> _WHAT YOU WILL DO_: Drop the pictures; give again exactly the lines from the one holding "the storefront, one" through the end of the data.

> _RECORDS FOR THIS TASK_:
begin

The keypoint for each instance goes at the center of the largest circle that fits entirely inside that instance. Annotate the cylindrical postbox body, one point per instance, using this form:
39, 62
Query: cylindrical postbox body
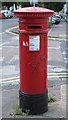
33, 29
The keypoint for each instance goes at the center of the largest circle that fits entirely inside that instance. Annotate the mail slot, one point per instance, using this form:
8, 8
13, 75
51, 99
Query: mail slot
33, 29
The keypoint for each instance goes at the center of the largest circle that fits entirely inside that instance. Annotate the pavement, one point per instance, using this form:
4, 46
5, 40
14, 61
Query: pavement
56, 86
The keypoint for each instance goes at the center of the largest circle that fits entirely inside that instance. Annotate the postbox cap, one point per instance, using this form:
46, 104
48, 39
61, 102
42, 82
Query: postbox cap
33, 12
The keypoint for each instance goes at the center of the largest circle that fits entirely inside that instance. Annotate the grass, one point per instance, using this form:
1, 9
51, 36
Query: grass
18, 111
51, 99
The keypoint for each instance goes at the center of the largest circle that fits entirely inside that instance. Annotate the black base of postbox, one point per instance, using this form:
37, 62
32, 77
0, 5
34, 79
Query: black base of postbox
35, 104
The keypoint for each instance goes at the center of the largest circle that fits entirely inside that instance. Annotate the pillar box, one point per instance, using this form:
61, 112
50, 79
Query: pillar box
33, 29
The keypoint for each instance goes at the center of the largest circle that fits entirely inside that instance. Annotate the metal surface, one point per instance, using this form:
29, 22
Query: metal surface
33, 21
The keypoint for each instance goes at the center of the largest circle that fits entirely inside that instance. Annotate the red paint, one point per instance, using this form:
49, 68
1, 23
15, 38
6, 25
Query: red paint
33, 64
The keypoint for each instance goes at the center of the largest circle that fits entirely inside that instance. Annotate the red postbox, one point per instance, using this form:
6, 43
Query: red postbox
33, 29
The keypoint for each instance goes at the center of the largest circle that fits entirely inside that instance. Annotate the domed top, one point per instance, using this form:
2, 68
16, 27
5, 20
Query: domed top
33, 12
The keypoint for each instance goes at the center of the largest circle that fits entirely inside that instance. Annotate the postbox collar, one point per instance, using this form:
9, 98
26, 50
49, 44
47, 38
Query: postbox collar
33, 11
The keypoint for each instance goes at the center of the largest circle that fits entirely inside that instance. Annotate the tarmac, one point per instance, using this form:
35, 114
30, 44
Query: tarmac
58, 89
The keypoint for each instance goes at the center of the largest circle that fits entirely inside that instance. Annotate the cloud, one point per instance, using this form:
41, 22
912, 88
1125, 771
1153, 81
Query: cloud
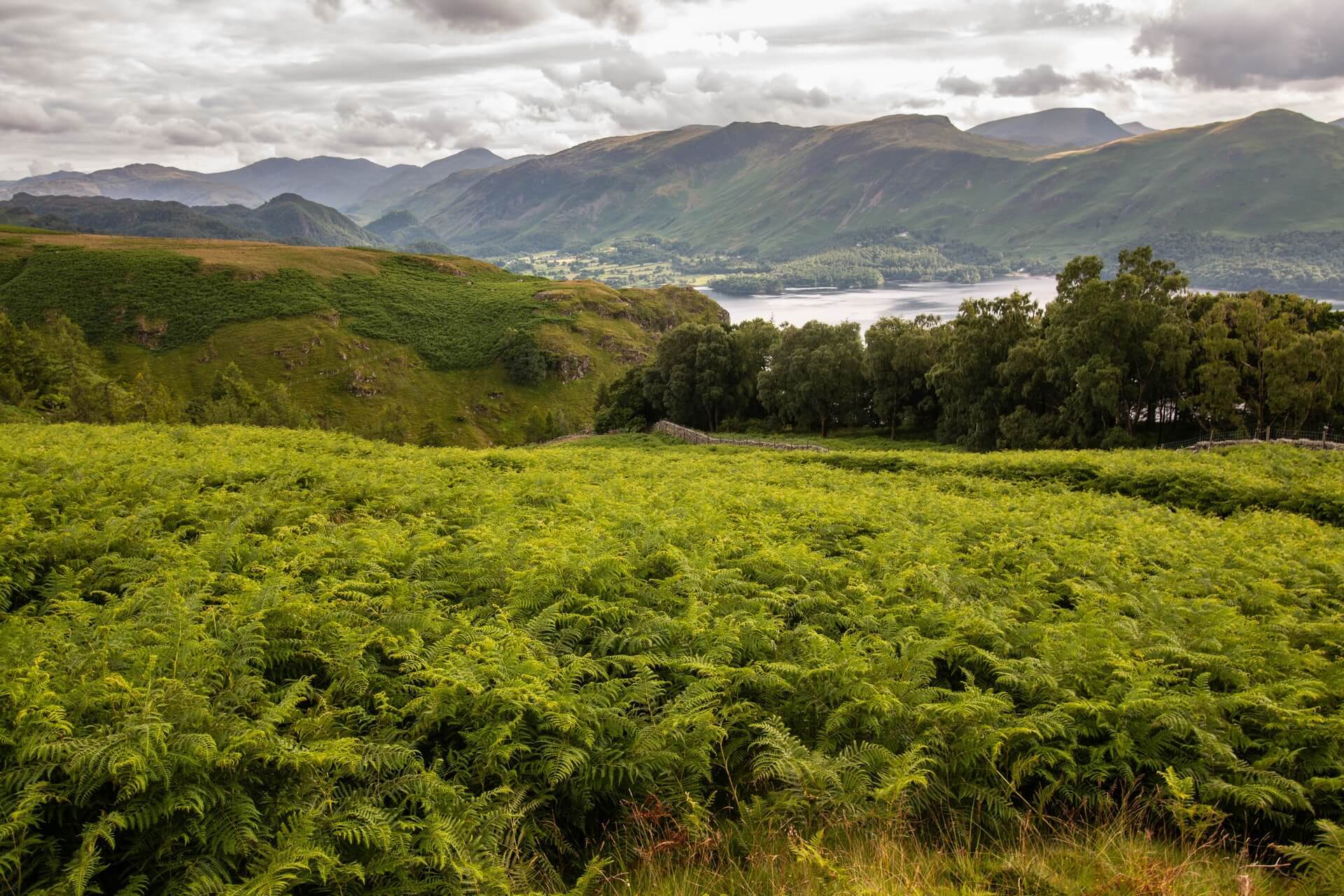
1101, 83
183, 132
482, 15
29, 117
1241, 43
1031, 83
960, 86
785, 89
1049, 14
625, 71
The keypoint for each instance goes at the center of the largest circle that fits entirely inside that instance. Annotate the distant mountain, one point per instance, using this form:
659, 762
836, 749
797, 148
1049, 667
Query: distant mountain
1063, 128
323, 179
785, 191
284, 219
397, 188
403, 230
136, 182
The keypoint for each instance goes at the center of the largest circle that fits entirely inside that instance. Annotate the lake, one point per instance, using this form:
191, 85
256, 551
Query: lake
797, 307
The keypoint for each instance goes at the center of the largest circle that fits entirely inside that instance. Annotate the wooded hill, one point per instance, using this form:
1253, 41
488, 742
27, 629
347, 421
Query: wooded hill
787, 191
412, 348
286, 219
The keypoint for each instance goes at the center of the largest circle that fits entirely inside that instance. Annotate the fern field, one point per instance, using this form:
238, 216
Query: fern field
242, 662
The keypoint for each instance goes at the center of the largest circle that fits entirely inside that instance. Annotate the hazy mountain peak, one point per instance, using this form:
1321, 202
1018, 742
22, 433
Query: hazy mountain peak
1063, 128
1138, 128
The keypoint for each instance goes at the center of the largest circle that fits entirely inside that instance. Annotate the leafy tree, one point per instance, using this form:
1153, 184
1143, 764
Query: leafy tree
522, 356
898, 356
815, 375
969, 379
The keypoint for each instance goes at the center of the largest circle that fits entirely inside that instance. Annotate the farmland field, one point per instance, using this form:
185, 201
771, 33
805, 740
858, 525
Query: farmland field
244, 662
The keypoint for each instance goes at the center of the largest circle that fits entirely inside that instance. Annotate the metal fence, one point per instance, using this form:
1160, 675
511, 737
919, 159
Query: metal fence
1310, 438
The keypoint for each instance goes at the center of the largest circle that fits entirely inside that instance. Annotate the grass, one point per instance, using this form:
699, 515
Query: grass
717, 669
1044, 859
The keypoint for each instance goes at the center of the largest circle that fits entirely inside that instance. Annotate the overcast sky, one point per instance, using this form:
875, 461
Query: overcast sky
213, 85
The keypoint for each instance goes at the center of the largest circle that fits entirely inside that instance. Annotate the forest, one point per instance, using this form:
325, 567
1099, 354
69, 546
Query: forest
1109, 363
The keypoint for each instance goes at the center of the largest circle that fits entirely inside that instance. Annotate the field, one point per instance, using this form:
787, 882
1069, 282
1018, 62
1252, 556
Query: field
272, 662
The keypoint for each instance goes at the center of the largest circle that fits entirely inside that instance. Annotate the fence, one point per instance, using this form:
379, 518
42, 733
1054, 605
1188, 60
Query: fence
1322, 438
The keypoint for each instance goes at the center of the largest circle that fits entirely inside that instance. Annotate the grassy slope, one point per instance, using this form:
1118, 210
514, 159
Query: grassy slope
788, 190
936, 597
424, 328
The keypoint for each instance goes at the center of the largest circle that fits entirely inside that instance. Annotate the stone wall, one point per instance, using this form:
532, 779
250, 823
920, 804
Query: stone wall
696, 437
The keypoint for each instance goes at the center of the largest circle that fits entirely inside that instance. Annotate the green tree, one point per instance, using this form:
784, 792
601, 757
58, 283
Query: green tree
897, 359
815, 375
971, 379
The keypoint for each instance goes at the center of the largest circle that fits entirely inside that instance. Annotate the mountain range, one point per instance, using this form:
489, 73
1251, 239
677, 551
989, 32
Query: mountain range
784, 191
284, 219
1063, 128
1026, 187
340, 183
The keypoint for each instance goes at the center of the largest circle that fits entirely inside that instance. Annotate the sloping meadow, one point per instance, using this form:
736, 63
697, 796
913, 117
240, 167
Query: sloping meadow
295, 660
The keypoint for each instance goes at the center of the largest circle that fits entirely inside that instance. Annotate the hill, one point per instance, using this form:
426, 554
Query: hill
323, 179
393, 191
365, 340
403, 230
284, 219
136, 182
787, 191
710, 669
1062, 128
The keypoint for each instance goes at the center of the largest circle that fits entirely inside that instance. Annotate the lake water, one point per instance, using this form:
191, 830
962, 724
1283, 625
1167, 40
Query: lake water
864, 307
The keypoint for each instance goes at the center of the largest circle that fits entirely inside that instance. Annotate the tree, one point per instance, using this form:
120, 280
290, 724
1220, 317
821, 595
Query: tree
815, 375
522, 356
971, 378
897, 360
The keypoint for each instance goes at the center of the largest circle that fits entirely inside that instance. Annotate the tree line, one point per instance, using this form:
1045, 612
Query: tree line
1109, 363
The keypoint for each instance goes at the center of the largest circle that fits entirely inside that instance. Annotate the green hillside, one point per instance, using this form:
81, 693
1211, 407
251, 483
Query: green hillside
787, 191
356, 336
241, 660
284, 219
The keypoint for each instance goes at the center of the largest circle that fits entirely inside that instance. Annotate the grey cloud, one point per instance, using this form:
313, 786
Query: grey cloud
625, 71
710, 81
1049, 14
482, 15
960, 86
327, 10
1240, 43
1031, 83
30, 117
1101, 83
785, 89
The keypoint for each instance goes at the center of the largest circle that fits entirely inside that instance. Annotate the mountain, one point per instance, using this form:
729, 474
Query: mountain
136, 182
785, 191
403, 230
323, 179
1065, 128
393, 191
358, 337
284, 219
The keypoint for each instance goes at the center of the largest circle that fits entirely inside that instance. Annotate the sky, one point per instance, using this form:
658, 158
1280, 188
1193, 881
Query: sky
211, 86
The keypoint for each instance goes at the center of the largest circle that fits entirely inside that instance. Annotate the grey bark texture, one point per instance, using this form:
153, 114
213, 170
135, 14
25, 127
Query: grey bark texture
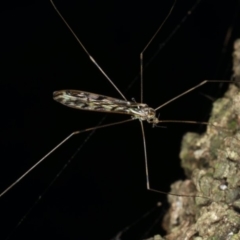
211, 162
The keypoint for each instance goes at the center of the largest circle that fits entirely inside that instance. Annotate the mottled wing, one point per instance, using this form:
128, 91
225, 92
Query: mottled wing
93, 102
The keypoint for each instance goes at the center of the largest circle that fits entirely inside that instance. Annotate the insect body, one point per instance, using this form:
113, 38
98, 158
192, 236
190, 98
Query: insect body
100, 103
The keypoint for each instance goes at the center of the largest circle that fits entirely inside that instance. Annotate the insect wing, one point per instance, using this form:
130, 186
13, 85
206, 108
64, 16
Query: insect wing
93, 102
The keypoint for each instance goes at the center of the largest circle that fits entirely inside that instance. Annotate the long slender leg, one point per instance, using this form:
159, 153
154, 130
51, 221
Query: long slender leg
54, 149
86, 51
190, 90
145, 48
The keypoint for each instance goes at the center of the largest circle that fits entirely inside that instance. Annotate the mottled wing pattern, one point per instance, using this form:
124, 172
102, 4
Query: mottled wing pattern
94, 102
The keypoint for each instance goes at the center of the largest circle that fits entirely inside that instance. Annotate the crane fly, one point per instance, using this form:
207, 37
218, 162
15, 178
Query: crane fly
83, 100
140, 111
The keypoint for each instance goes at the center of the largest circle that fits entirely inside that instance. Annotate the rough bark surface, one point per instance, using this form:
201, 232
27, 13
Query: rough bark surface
211, 162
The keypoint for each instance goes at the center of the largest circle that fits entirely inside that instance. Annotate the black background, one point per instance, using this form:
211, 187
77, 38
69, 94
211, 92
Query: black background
104, 188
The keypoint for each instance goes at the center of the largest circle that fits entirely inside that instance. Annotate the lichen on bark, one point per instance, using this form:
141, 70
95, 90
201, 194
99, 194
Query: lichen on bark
211, 162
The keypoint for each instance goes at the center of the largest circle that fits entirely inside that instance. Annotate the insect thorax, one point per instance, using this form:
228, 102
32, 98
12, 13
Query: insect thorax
144, 113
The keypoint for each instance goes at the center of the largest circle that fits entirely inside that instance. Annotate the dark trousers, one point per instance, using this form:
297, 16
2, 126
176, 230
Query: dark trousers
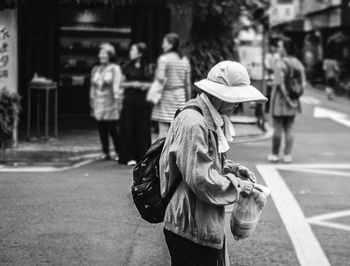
108, 128
184, 252
135, 132
282, 124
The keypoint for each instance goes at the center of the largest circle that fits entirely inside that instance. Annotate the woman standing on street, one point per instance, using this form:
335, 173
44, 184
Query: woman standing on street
135, 120
173, 70
106, 98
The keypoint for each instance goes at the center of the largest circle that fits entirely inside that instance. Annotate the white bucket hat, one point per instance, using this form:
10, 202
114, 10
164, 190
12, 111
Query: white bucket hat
229, 81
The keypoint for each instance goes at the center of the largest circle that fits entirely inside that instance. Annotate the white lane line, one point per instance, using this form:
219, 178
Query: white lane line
320, 112
329, 216
332, 225
42, 169
325, 172
307, 247
309, 100
317, 166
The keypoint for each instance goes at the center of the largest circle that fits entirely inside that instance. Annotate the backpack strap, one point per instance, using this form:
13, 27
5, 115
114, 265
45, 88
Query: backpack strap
193, 107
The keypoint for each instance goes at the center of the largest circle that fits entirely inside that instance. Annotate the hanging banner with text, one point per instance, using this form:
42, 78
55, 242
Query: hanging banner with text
251, 56
8, 50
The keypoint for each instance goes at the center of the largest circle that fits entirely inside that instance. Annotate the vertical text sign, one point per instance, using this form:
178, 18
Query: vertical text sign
8, 50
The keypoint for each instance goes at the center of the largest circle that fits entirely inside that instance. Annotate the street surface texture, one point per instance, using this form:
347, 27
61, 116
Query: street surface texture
85, 215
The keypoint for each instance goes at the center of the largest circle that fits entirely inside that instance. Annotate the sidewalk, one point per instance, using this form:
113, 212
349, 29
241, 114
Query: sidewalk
77, 144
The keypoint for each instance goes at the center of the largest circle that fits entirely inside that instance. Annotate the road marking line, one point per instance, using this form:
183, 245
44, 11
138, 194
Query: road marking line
307, 247
325, 172
320, 112
318, 166
42, 169
332, 225
309, 100
329, 216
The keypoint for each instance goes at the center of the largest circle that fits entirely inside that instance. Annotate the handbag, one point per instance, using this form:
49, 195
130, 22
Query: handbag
155, 92
247, 211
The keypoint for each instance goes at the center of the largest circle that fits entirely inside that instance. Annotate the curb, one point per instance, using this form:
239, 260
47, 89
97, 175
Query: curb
57, 156
252, 138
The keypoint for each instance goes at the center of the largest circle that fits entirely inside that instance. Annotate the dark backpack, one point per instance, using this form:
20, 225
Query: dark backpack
146, 187
293, 81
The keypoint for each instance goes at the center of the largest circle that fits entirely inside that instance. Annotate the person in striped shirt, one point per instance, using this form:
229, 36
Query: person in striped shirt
174, 71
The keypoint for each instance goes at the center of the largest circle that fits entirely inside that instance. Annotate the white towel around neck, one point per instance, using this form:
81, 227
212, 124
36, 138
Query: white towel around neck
221, 121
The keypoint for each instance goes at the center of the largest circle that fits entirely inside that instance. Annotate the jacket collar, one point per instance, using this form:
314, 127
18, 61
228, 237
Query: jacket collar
206, 113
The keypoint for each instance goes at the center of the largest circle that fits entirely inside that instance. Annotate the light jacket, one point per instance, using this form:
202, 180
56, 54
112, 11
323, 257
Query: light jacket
106, 94
197, 208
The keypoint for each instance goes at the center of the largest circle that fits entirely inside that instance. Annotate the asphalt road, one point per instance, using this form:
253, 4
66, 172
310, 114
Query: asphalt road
85, 216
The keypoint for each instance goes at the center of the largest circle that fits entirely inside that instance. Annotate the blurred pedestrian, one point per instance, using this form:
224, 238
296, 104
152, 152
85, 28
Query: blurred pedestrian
194, 152
331, 71
284, 107
106, 98
173, 70
135, 128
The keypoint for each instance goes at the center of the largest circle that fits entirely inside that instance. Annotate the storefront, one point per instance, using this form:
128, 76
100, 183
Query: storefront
59, 41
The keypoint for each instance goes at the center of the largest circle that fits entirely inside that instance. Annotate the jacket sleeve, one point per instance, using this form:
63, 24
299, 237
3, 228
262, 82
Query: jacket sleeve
198, 170
161, 67
92, 86
117, 79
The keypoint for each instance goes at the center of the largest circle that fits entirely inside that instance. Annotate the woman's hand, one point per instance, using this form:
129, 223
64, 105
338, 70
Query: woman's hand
239, 171
244, 173
291, 103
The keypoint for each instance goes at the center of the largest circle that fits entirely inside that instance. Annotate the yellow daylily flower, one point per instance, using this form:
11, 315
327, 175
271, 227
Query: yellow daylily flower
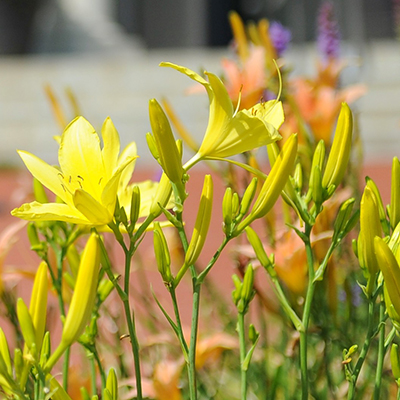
87, 180
229, 132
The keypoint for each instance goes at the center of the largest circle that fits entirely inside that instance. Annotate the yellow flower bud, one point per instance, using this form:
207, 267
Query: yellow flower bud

end

> _SOLUTION FOR THIS PROBLEM_:
The keypoint for each instance goes at the center of the largest circle that fits entirely inside that instance. Annotate the storefront, one point per instance, using this form:
128, 76
100, 183
Query: storefront
59, 41
The keypoint for each instance goes at the center of the largest circle that fits entirely inside that instance. Annotate the jacket sleeve, one point per instance, using this form:
63, 24
299, 237
3, 228
262, 82
Query: jacket sleeve
198, 170
161, 67
92, 86
117, 79
The keypoint for each instance goes at the center of the largest circle that fits entirely inside that instance. Annotate the woman's hand, one point per instance, using this form:
129, 223
64, 105
338, 70
Query: woman's hand
239, 171
244, 173
291, 103
The keypoint for each instance goes at the center of the largest circle that fits entirely inside that instance. Annotate the yellow daylily flower, one point per instance, using this form:
11, 315
327, 175
271, 227
Query: yellow daylily flower
87, 180
229, 132
The keypoint for each instance goes at the center of the largest circle that fits entirely inside that instance. Annotate the yellow flower bud, one point per instance, using this form:
207, 267
Query: yellow flower bud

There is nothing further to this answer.